Une surélévation en ville performante avec du béton de chanvre

Une surélévation en ville performante avec du béton de chanvre

Rehausser un logement de ville en R+3 sans toucher aux fondations a été rendu possible avec du béton de chanvre sur ossature bois : une première en région parisienne.




Une simulation de l’aspect final du bâtiment. Le chantier, débuté en juin 2016 est livré début 2017

 

Avant d’acquérir la partie supérieure, passablement délabrée, d’une maison du centre-ville de Boulogne-Billancourt (92), un particulier a fait étudier la faisabilité d’une surélévation à la toute jeune agence parisienne Giuliani De Lapparent Architectes.

 

L’ancienne échoppe du 19ème siècle a déjà connu deux surélévations, en 1902 et 1912. Ni le rez-de-chaussée, occupé par deux commerces, ni le sous-sol ne sont accessibles au futur propriétaire du premier étage et des combles aménagés.

 

La maison de ville avant travaux (R+1 et combles habités).

 

Les architectes confient au bureau d’étude VP & Green Engineeringla mission de vérifier qu’une surélévation est compatible avec les structures des niveaux inférieurs et les bâtiments contigus.

 

Le BEcalcule que, compte tenu de la qualité du sol et de l’état du bâti, l’augmentation des charges ne peut excéder 10 % du poids total initial.  Ici, comme dans le cas de nombreux immeubles, une solution légère s’impose pour permettre la rénovation et gagner des m2.

 

Le système constructif adapté

 

Les architectes choisissent une ossature bois remplie de béton de chanvre ; une solution qui répond aux contraintes du chantier, tant en termes de poids, que de simplicité de mise en œuvre, de traitement de la thermique et de l’acoustique, d’intégration dans l’environnement, de respect des matériaux anciens, de confort des occupants, de bilan environnemental et de budget.

 

 

  • A gauche : Vue de la façade sud. L’entreprise générale JRBAT a monté les panneaux à ossature bois préfabriquésavant de couler le béton de chanvre.
  • A droite :  L’ossature bois est portée par les murs extérieurs et les planchers.

 

Le bâtiment sera rehaussé du double de sa hauteur : la surélévation comprendra un deux-pièces de 50 m2 au niveau R+1 (mis en location) et un triplex de 130 m2 en R+1, +2 et +3, pour loger la famille de l’acquéreur*.

 

Le premier niveau est rénové en profondeur : un plancher trop dégradé est remplacé (R+2) et un autre ajouté (R+3). Afin d’alléger le bâtiment, la partie haute des murs extérieurs est arasée sur 1,5 m. L’ossature bois, porteuse, est posée sur un sommier de béton coulé sur le haut des murs (et sur les planchers dans les niveaux supérieurs).

 

Ossature bois + béton de chanvre

 

L’ossature bois est comblée sur trois faces par du béton de chanvre (chaux Tradical PF 70 + chènevotte Chanvribat de chez BCB), sur une épaisseur moyenne de 36 cm. Et ce sur la hauteur totale de la surélévation : 6 m.
--
CONSIGNE
Recopiez mot pour mot, dans l'article sur la surélévation en béton de chanvre, tout ce qui va de "Le BEcalcule que, compte" jusqu'à "et de budget.". Les items proviennent d'une source distincte de l'article.

(Entrées d'annotation de régions)
--
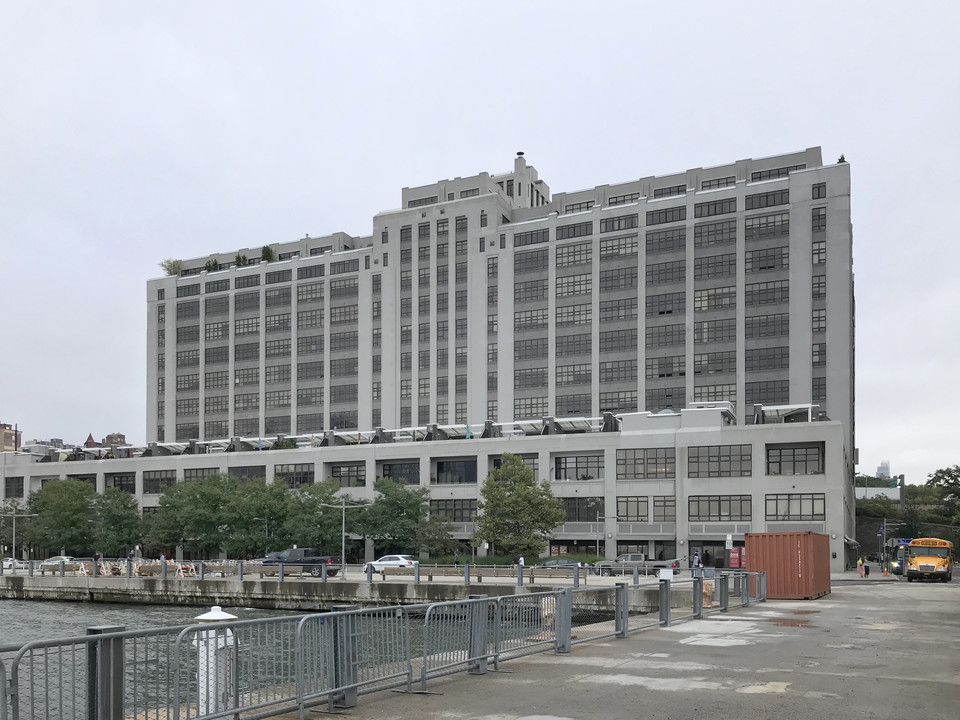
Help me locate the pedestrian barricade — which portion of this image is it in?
[0,563,765,720]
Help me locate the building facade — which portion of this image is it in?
[0,403,856,571]
[147,148,854,458]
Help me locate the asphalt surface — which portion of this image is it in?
[308,573,960,720]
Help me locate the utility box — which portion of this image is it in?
[744,532,830,600]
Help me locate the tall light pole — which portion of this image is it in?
[0,510,37,573]
[320,495,366,577]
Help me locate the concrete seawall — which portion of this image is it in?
[0,575,691,612]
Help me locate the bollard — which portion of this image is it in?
[614,584,636,638]
[87,625,125,720]
[193,604,239,716]
[693,575,703,618]
[330,600,360,707]
[660,580,670,625]
[466,595,490,675]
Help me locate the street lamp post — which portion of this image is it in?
[0,510,37,574]
[320,495,366,577]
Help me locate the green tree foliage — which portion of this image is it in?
[474,453,566,557]
[26,480,97,555]
[93,488,142,557]
[148,475,240,557]
[360,478,430,554]
[160,258,183,275]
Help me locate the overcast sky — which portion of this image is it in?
[0,0,960,483]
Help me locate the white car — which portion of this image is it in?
[363,555,419,572]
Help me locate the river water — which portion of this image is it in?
[0,600,303,645]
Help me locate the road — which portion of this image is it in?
[310,574,960,720]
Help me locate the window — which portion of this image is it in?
[693,198,737,218]
[811,310,827,332]
[600,213,640,233]
[556,363,593,387]
[607,193,640,206]
[745,245,790,273]
[557,221,593,240]
[645,355,687,380]
[693,287,737,312]
[513,228,550,247]
[617,448,677,478]
[687,445,753,478]
[811,208,827,232]
[693,253,737,280]
[647,205,687,226]
[765,493,827,520]
[617,495,650,522]
[143,470,177,495]
[744,280,790,307]
[693,220,737,247]
[767,443,824,475]
[700,175,737,190]
[647,260,699,285]
[553,455,603,480]
[745,190,790,210]
[693,350,736,375]
[744,346,790,372]
[687,495,753,522]
[557,333,591,357]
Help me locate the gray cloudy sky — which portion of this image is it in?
[0,0,960,482]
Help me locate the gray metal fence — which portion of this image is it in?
[0,572,766,720]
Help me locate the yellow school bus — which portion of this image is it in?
[904,538,953,582]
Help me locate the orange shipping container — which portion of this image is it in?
[744,532,830,600]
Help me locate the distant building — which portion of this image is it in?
[0,423,23,452]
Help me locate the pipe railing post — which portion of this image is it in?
[467,595,490,675]
[614,584,636,638]
[331,605,360,707]
[87,625,125,720]
[693,575,703,618]
[553,588,573,653]
[660,579,670,626]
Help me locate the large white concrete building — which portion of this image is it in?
[4,148,855,566]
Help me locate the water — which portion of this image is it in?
[0,600,303,645]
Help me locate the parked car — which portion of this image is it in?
[363,555,419,572]
[533,557,586,570]
[593,553,680,575]
[251,548,340,577]
[40,555,80,575]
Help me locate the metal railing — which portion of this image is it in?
[0,572,766,720]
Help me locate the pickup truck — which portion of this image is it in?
[593,553,680,575]
[251,548,340,577]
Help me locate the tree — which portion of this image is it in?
[360,478,430,552]
[93,488,142,557]
[474,453,566,557]
[160,258,183,275]
[926,465,960,503]
[25,480,97,555]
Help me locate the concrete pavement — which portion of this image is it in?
[302,572,960,720]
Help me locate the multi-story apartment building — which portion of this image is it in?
[147,148,854,456]
[0,148,855,571]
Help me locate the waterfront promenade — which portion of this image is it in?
[276,573,960,720]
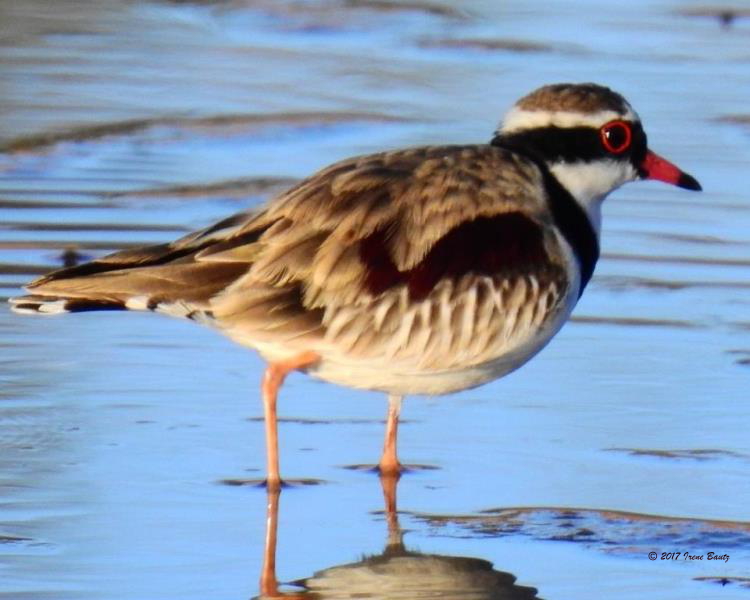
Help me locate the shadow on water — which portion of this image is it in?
[0,0,750,600]
[258,477,541,600]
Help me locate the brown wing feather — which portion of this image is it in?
[16,145,564,364]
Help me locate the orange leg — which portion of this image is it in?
[378,395,403,477]
[261,352,320,489]
[260,487,281,598]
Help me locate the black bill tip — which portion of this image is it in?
[677,173,703,192]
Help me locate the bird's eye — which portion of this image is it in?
[599,121,633,154]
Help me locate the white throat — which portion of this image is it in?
[549,160,638,239]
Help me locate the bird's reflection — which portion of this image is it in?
[259,477,541,600]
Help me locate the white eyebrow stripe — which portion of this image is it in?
[499,106,640,133]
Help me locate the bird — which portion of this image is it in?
[11,83,701,488]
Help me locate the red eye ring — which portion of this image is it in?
[599,120,633,154]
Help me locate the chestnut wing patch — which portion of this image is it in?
[359,212,552,300]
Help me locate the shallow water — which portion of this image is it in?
[0,0,750,600]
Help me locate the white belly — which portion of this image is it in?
[308,278,578,395]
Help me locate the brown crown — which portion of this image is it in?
[516,83,629,113]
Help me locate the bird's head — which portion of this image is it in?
[493,83,701,230]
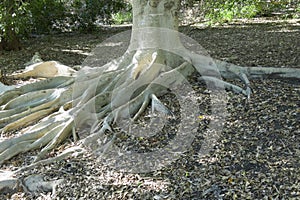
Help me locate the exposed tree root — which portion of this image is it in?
[0,50,300,194]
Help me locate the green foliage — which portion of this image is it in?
[205,0,261,23]
[112,11,132,24]
[69,0,130,31]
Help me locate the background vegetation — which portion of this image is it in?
[0,0,300,50]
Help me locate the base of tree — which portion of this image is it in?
[0,49,300,194]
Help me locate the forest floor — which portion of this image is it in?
[0,19,300,199]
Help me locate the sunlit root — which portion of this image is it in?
[8,61,76,78]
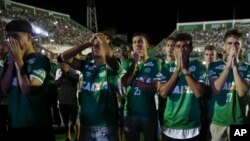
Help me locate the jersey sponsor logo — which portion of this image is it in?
[85,65,95,70]
[208,70,216,77]
[144,67,151,73]
[82,81,108,92]
[188,66,196,72]
[238,66,247,71]
[33,69,46,78]
[215,65,225,70]
[173,86,193,94]
[156,73,163,78]
[12,77,19,86]
[99,71,107,77]
[199,73,207,80]
[169,67,176,72]
[144,61,154,67]
[28,58,36,64]
[85,71,92,77]
[223,82,235,90]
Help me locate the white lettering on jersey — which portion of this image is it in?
[173,86,193,94]
[144,61,154,67]
[82,81,108,92]
[223,82,235,90]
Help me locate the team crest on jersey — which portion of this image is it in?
[188,66,196,72]
[144,67,151,73]
[144,61,154,67]
[215,65,225,70]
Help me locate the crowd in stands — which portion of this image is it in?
[0,8,90,45]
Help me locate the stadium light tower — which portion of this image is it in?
[87,0,98,32]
--
RÉPONSE
Le BEcalcule que, compte tenu de la qualité du sol et de l’état du bâti, l’augmentation des charges ne peut excéder 10 % du poids total initial.  Ici, comme dans le cas de nombreux immeubles, une solution légère s’impose pour permettre la rénovation et gagner des m2.

 

Le système constructif adapté

 

Les architectes choisissent une ossature bois remplie de béton de chanvre ; une solution qui répond aux contraintes du chantier, tant en termes de poids, que de simplicité de mise en œuvre, de traitement de la thermique et de l’acoustique, d’intégration dans l’environnement, de respect des matériaux anciens, de confort des occupants, de bilan environnemental et de budget.